(Provided data begins)

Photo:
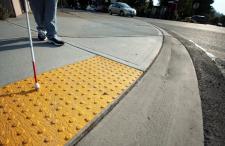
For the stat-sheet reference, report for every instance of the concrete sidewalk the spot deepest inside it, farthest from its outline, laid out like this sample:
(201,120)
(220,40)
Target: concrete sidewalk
(164,106)
(135,44)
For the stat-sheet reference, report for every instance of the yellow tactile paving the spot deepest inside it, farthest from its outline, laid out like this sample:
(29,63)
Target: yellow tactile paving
(69,98)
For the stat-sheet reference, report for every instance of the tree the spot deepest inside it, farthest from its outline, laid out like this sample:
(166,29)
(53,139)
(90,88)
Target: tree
(204,7)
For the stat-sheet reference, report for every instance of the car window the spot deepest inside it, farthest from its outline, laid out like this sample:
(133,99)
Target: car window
(125,5)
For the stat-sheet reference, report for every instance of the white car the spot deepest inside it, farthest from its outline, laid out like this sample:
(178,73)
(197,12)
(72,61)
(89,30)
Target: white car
(122,9)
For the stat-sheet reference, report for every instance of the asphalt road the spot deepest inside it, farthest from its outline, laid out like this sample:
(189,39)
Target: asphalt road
(206,46)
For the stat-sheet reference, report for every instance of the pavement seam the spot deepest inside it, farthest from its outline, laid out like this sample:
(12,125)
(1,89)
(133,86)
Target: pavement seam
(105,112)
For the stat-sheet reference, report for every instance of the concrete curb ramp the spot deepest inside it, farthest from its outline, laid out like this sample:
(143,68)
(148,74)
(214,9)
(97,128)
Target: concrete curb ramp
(163,109)
(73,98)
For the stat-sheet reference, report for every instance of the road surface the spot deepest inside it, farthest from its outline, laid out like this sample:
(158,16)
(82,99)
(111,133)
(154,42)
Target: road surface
(206,46)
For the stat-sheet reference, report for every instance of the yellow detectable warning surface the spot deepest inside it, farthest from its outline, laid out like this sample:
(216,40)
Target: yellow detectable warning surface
(69,98)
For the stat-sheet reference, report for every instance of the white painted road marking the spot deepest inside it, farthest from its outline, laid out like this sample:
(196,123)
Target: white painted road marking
(213,57)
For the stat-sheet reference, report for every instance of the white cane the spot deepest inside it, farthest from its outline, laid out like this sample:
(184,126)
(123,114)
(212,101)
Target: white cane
(36,86)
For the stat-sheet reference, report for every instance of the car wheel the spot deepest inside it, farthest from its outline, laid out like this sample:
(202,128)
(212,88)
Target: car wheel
(121,13)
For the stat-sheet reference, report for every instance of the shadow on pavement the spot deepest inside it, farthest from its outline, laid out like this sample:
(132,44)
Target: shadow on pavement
(20,43)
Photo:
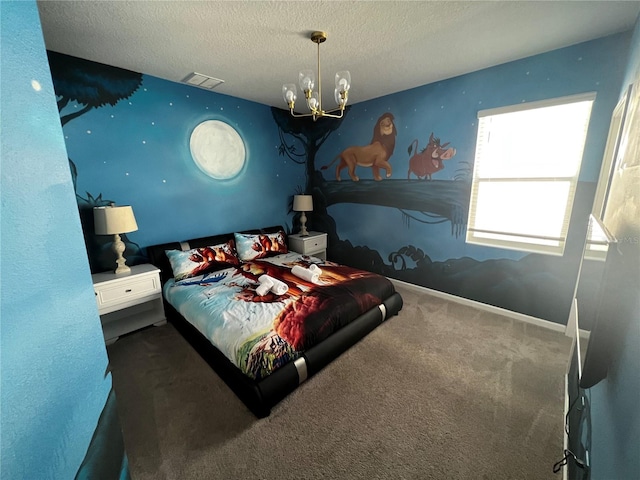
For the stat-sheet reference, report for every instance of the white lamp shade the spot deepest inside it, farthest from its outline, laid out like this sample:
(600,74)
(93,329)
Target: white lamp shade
(114,220)
(302,203)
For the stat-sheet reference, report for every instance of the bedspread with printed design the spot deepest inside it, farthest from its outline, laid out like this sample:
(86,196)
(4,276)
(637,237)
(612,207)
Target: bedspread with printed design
(259,334)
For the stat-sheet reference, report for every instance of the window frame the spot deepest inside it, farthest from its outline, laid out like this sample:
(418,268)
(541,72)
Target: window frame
(513,240)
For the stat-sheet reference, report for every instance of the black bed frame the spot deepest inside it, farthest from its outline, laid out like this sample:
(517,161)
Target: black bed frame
(259,396)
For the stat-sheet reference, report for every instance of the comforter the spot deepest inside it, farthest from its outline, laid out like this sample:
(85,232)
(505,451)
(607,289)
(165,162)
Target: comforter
(258,333)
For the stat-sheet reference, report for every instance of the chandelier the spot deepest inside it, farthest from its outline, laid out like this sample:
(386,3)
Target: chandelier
(306,80)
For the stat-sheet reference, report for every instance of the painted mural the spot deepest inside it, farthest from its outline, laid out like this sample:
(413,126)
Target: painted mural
(411,225)
(81,86)
(390,180)
(190,162)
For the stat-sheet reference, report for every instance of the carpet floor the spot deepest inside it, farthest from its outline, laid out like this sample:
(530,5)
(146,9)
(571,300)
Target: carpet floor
(441,391)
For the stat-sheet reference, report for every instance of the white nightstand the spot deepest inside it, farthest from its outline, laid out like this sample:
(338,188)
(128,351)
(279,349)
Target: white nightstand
(314,244)
(128,301)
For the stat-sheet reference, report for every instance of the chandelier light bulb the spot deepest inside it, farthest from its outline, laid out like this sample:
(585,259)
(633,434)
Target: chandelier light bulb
(289,93)
(343,80)
(313,102)
(307,82)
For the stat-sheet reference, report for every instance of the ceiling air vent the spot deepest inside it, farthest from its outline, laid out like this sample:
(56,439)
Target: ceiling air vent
(202,81)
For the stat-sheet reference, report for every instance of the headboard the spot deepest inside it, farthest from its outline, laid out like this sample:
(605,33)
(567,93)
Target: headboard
(158,258)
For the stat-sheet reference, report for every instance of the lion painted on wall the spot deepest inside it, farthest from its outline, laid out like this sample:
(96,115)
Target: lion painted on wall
(374,155)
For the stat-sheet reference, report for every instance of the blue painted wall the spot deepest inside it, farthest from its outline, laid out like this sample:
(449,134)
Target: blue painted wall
(615,418)
(54,385)
(449,109)
(536,285)
(137,152)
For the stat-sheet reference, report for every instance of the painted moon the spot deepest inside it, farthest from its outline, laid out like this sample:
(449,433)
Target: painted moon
(217,149)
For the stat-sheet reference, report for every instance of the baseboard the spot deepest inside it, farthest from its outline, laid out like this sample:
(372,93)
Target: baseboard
(483,306)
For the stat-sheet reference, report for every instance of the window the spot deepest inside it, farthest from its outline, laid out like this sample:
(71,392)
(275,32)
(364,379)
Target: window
(525,173)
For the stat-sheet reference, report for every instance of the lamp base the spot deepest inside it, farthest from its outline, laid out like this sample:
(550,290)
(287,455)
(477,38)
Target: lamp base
(118,248)
(303,226)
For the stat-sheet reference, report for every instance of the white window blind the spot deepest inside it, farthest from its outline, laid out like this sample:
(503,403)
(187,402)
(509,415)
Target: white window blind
(526,169)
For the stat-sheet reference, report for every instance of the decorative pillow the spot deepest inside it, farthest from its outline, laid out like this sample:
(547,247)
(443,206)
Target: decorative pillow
(252,246)
(199,261)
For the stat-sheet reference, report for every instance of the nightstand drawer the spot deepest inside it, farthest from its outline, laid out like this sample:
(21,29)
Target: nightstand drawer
(317,242)
(125,291)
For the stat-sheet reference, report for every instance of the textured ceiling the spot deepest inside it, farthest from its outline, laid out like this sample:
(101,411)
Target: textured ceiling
(256,46)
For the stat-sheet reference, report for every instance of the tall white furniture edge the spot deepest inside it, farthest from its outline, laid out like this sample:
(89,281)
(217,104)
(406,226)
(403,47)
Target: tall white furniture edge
(128,302)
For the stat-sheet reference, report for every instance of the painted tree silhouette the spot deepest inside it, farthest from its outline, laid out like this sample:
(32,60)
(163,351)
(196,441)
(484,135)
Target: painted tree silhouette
(305,133)
(88,83)
(92,85)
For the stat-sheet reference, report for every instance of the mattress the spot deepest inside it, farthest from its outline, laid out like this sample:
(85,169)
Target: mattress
(261,333)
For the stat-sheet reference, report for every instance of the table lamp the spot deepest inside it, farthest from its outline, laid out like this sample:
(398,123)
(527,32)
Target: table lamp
(114,220)
(303,203)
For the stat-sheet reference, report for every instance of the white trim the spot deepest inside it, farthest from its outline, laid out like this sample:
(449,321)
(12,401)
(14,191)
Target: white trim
(483,306)
(549,102)
(556,327)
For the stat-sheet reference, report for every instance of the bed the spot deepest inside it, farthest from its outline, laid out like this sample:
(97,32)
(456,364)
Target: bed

(Provided data ends)

### Task details
Pictures stay out; repeat all the rest of the records exactly.

### Solution below
Photo:
For the stat-sheet reference, report for every instance of the concrete sidewalk the spot deepest inside it, farthest from its outline, laid out like this sample:
(201,120)
(220,40)
Target: concrete sidewalk
(164,106)
(135,44)
For the stat-sheet reference, report for every instance of the yellow tactile paving the spot deepest inside it, farthest from its outline, laid out like this sample:
(29,63)
Target: yellow tactile paving
(69,98)
For the stat-sheet reference, report for every instance of the tree the spot deepest inside it, farthest from its outline, laid out like this sample:
(166,29)
(53,139)
(90,88)
Target: tree
(204,7)
For the stat-sheet reference, report for every instance of the car window the spot deepest inside it, farthest from its outline, laid out like this sample:
(133,99)
Target: car window
(125,5)
For the stat-sheet reference, report for every instance of the white car the spot deepest inside it, farthest from its outline, laid out like this sample:
(178,73)
(197,12)
(72,61)
(89,30)
Target: white car
(122,9)
For the stat-sheet reference, report for every instance of the asphalt road the spot deepest inside it, farthest from its outline, laid out like this sample:
(189,39)
Target: asphalt road
(206,46)
For the stat-sheet reference, report for every instance of the pavement seam the spot deepest inside it, farthest from its outline, laid out like this sample:
(12,125)
(1,89)
(133,86)
Target: pavement seam
(105,112)
For the stat-sheet reference, report for every instance of the concrete curb ramp the spot deepest inside it, farthest from its outline, laid out like this sample:
(143,68)
(148,74)
(214,9)
(97,128)
Target: concrete curb ramp
(163,109)
(73,98)
For the stat-sheet reference, report for every instance of the road surface the spot deepest inside it, farthest from its outline, laid out like this sample:
(158,16)
(82,99)
(111,133)
(154,42)
Target: road surface
(206,46)
For the stat-sheet reference, report for every instance of the yellow detectable warning surface the spot deepest inside it, farthest from its outline, laid out like this sample:
(216,40)
Target: yellow detectable warning surface
(69,98)
For the stat-sheet reference, report for every instance of the white painted road marking the spot deepest inside it, farthest from its outline, laid out like this sample:
(196,123)
Target: white painted road marking
(213,57)
For the stat-sheet reference, report for every instance of the white cane the spot deepest inside it, farthest from its outline, laid out like this sample:
(184,126)
(123,114)
(212,101)
Target: white cane
(36,86)
For the stat-sheet reference, report for every instance of the car wheel the spot deepest inside it, farthest from its outline, laid out like this sample:
(202,128)
(212,88)
Target: car wheel
(121,13)
For the stat-sheet reference, report for every instance of the shadow on pavement the spot deepest inside it, farthest from its outline, laid out like this sample:
(132,44)
Target: shadow on pavement
(20,43)
Photo:
For the stat-sheet reference, report for every instance of the white lamp shade the spot deepest inside it, farthest from its outline, laid out like this sample:
(600,74)
(93,329)
Target: white lamp shade
(114,220)
(302,203)
For the stat-sheet reference, report for every instance of the bedspread with printed design the spot deepest inside it, farthest from its outline, laid out like this sample:
(86,196)
(4,276)
(637,237)
(612,207)
Target: bedspread with printed design
(259,334)
For the stat-sheet reference, report for every instance of the window frame the spot deepest inside it, farthest from its outline, laid out like this sample:
(418,268)
(541,72)
Target: window frame
(513,240)
For the stat-sheet reference, report for every instance of the black bed frame the spot deepest inside it, farthest from its outline, laid out like this sample:
(517,161)
Target: black bed frame
(259,396)
For the stat-sheet reference, report for every instance of the comforter the spot deepest inside it, farthest from its outline, laid out like this sample:
(85,232)
(505,451)
(607,289)
(165,162)
Target: comforter
(258,333)
For the stat-sheet reference, report for every instance of the chandelier the spot deepest inside it, farthest from its outline, laid out like this sample:
(386,3)
Target: chandelier
(306,80)
For the stat-sheet reference, report for every instance of the painted mural the spot deepest inside it, farthest from its outline, laid out like this sample:
(413,126)
Target: painted mural
(411,225)
(81,86)
(390,180)
(190,162)
For the stat-sheet reference, report for every instance of the carpet floor the spot deepest inside it, farthest from its outline, laid out like this sample:
(530,5)
(146,9)
(571,300)
Target: carpet floor
(441,391)
For the stat-sheet reference, report for every instance of the white nightstand the spot deepest inside it, farthest from its outline, laid out like this sample:
(338,188)
(128,351)
(279,349)
Target: white nightstand
(314,244)
(128,301)
For the stat-sheet reference, report for every instance of the chandelier light bulb the spot deepest inside it, farthest from its outline, laid out like this sample:
(585,259)
(633,434)
Target: chandelier light bulb
(289,93)
(343,80)
(313,102)
(307,82)
For the stat-sheet reference, report for every instance of the ceiling air vent the spot deepest inside it, farthest from its outline, laid out like this sample:
(56,439)
Target: ceiling air vent
(202,81)
For the stat-sheet reference, report for every instance of the headboard the spot deepest inside it, farthest from its outline, laid out like this sample:
(605,33)
(567,93)
Target: headboard
(158,258)
For the stat-sheet reference, report for every instance of the lion painted on wall the spot deepest inside it, farthest from its outline, laid out like this sample:
(96,115)
Target: lion painted on wall
(374,155)
For the stat-sheet reference, report for every instance of the blue painted wall the spot deepest inside it, farthest from its outline, laid out like this sample:
(449,134)
Target: blue painted wall
(615,418)
(54,385)
(449,109)
(536,285)
(137,152)
For the stat-sheet reference, report for every instance of the painted moon the spot deepest inside it, farthest from its outline, laid out like this sample:
(449,433)
Target: painted moon
(217,149)
For the stat-sheet reference, report for every instance of the baseboard the spot deepest inside it, farthest from its outline, laid out like this sample:
(372,93)
Target: baseboard
(483,306)
For the stat-sheet reference, report for every instance of the window the spot deepest inside it, farthest from its outline, laid out like this sample:
(71,392)
(275,32)
(364,379)
Target: window
(525,173)
For the stat-sheet reference, report for every instance of the lamp base the spot deepest inside it, farthest from its outline, laid out like this sample:
(550,290)
(287,455)
(477,38)
Target: lamp base
(118,248)
(303,226)
For the stat-sheet reference, report for every instance of the white window blind the spot deepest inside it, farthest from its outline, laid out like this sample:
(503,403)
(187,402)
(509,415)
Target: white window blind
(526,169)
For the stat-sheet reference, report for every instance of the decorative pillow the spot deepest inside it, farthest from its outline, laid out like this sample:
(547,247)
(443,206)
Target: decorative pillow
(252,246)
(199,261)
For the stat-sheet reference, report for every instance of the nightstand drawer the spot deepest inside it, farthest from its outline, laid out like this sample:
(21,29)
Target: nightstand drawer
(317,242)
(125,291)
For the stat-sheet reference, report for every instance of the textured ceiling the spot deepest inside it, farthest from its outline, laid out like this sample:
(101,411)
Target: textured ceiling
(256,46)
For the stat-sheet reference, report for every instance of the tall white furniture edge the spot deepest inside it, farthest from its outline, laid out like this sample:
(89,281)
(217,104)
(406,226)
(403,47)
Target: tall white furniture edge
(128,302)
For the stat-sheet reference, report for every instance of the painted tree silhouette the spot deepest inside it, farthest from its outline, laid out like this sample:
(32,60)
(163,351)
(196,441)
(484,135)
Target: painted tree silhouette
(305,133)
(88,83)
(92,85)
For the stat-sheet reference, report for every instance of the mattress the spot deepest inside it, farthest from its outline, laid out like this sample:
(85,169)
Target: mattress
(261,333)
For the stat-sheet reference, report for every instance of the table lamp the spot deepest inside it, farthest from its outline, laid out like this sample:
(398,123)
(527,32)
Target: table lamp
(114,220)
(303,203)
For the stat-sheet reference, report for every instance of the white trim the spot deepest inside it, farthest from its outline, laid out like this sample:
(449,321)
(12,401)
(14,191)
Target: white trim
(483,306)
(549,102)
(556,327)
For the stat-sheet reference, report for every instance of the bed the spot deepest inside it, farthest from its outline, laid out like this sample:
(97,32)
(456,364)
Target: bed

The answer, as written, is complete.